(Challenge):
Everything from the line that holds "of the dark" through the end of the data below should be output exactly, both ends included.

(Entries):

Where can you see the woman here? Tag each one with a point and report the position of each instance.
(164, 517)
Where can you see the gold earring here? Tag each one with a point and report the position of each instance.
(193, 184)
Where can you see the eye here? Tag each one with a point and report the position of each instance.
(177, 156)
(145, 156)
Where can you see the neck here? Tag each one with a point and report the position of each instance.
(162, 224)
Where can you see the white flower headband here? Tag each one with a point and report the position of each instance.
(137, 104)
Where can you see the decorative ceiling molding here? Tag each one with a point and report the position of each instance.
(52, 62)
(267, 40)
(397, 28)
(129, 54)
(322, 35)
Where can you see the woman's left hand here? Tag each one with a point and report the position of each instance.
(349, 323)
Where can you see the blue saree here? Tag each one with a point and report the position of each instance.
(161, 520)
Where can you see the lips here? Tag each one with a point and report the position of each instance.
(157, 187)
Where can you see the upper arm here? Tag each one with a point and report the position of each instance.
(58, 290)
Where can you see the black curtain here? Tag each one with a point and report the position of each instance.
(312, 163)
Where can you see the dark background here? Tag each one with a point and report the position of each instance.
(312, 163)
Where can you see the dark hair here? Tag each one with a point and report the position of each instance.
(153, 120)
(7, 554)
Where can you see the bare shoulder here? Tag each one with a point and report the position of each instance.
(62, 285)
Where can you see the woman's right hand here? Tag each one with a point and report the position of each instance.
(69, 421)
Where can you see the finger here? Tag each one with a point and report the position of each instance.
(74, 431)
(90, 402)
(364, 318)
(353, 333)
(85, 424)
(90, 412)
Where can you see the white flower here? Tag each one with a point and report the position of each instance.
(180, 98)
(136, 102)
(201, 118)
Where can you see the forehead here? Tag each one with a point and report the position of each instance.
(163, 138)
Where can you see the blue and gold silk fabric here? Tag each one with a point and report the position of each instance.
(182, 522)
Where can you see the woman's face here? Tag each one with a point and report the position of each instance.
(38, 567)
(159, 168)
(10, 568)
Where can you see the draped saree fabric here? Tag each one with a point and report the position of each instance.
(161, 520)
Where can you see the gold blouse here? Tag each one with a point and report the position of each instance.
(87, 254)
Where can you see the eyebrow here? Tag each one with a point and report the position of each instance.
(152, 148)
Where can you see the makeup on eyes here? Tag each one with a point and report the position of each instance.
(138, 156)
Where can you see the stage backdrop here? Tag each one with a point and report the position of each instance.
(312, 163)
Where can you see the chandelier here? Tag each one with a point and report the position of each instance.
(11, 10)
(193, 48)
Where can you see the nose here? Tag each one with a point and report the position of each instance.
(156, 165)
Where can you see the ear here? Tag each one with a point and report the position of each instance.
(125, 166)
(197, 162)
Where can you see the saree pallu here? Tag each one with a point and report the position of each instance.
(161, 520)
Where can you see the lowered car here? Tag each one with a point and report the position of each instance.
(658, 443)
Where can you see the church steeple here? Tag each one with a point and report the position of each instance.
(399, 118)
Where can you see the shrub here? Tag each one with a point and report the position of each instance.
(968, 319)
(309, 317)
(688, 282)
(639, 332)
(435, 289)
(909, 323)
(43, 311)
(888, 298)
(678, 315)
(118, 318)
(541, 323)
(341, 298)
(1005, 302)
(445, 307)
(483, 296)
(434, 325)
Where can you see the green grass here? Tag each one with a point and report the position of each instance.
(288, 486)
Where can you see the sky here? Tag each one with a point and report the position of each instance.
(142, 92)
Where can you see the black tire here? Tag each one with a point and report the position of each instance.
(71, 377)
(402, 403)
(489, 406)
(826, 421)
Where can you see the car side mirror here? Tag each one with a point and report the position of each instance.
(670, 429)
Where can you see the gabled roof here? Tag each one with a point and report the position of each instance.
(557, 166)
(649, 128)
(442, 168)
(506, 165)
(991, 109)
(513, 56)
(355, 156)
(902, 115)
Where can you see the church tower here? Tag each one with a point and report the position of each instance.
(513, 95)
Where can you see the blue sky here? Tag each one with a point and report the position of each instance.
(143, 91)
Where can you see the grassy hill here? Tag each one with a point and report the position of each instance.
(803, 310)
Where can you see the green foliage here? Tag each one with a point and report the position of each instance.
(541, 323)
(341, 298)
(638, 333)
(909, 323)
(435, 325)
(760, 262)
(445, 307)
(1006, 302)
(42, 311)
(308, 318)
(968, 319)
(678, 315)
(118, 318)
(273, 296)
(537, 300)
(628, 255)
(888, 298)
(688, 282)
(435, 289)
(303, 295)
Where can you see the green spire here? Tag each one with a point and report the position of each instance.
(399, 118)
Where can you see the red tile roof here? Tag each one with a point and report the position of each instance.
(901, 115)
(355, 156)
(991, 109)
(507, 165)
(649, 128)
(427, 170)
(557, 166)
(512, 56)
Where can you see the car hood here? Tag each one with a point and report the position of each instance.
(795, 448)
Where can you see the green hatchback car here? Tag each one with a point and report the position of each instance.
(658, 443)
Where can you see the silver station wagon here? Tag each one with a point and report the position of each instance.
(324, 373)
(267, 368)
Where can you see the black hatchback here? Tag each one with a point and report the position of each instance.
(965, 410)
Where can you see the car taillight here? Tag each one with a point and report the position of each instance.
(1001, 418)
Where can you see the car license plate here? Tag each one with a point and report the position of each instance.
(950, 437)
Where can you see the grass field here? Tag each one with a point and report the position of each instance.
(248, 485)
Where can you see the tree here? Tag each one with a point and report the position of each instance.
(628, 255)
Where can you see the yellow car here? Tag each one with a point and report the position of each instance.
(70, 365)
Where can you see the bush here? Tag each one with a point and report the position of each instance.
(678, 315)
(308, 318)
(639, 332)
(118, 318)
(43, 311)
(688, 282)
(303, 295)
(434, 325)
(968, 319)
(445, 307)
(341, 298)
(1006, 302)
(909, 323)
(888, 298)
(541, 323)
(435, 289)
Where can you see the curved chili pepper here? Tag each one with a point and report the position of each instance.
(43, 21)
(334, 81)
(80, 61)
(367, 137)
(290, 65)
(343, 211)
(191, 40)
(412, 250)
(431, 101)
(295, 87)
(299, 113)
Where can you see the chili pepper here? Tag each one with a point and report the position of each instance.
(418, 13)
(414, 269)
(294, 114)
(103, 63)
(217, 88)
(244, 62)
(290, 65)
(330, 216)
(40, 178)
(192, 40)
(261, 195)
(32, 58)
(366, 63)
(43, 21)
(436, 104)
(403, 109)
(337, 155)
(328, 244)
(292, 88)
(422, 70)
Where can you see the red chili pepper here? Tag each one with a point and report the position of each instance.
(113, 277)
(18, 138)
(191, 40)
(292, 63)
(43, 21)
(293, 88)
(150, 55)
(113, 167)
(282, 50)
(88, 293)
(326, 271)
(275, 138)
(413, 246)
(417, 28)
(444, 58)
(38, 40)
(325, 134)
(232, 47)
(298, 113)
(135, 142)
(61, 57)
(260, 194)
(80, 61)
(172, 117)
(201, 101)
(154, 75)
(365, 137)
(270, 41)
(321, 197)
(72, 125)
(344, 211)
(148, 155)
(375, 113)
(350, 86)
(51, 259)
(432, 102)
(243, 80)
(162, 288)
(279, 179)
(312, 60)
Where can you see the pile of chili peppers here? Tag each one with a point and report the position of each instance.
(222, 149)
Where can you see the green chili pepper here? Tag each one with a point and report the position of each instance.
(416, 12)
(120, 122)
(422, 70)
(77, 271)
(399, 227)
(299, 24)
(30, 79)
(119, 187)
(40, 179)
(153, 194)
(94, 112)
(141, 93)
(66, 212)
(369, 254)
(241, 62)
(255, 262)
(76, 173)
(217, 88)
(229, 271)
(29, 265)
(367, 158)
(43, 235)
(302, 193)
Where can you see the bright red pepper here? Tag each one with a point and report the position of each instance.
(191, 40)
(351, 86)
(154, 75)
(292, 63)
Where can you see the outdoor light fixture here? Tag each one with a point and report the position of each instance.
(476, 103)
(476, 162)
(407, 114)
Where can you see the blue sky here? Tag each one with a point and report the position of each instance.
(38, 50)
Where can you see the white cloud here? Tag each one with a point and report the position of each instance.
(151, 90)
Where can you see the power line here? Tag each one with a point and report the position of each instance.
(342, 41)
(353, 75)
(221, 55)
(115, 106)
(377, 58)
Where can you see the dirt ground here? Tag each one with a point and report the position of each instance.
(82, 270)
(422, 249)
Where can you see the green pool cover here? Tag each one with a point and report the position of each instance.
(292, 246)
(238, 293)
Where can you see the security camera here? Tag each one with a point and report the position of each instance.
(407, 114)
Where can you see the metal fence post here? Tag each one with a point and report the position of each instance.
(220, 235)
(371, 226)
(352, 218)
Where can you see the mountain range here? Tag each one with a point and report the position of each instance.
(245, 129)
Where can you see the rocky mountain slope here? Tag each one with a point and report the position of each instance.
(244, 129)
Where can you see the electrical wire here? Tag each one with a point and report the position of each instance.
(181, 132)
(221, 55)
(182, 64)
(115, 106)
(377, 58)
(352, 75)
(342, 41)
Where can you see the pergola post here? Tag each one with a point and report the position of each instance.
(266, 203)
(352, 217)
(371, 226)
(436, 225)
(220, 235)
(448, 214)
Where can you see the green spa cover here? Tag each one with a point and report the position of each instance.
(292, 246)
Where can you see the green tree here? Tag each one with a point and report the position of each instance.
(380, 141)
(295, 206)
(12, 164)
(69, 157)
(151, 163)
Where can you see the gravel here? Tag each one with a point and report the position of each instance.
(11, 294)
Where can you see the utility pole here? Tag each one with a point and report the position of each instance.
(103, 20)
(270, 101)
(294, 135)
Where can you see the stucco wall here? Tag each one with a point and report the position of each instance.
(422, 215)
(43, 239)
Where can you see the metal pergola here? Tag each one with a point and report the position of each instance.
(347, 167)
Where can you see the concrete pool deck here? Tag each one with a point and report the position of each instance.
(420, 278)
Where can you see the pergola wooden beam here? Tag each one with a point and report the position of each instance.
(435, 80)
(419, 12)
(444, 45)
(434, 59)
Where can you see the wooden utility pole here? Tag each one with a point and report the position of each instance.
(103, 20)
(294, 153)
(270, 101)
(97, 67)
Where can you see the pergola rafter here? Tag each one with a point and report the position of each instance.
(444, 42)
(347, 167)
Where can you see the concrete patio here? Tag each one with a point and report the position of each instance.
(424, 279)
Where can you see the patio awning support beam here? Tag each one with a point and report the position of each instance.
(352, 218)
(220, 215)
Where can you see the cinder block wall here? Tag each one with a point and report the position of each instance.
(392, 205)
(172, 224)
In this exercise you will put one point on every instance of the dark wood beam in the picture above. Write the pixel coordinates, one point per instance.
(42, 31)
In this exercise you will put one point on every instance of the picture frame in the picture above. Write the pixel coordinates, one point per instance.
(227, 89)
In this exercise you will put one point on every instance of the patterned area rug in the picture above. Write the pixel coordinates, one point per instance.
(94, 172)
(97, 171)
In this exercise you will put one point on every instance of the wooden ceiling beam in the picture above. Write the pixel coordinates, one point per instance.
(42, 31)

(Worked answer):
In this exercise you will put one point on every instance of the dark wood beam in the picture above. Write the pixel coordinates, one point per instance.
(42, 31)
In this exercise you will put one point on every instance of the picture frame in the picture above. Write the pixel coordinates, one point per instance.
(227, 89)
In this exercise you will put one point on every instance of the patterned area rug in the picture above. Write the pixel coordinates, one point per instance.
(94, 172)
(97, 171)
In this exercise you will put one point on every instance of the wooden ceiling beam in the picture above. Write the pixel coordinates, one point per instance.
(42, 31)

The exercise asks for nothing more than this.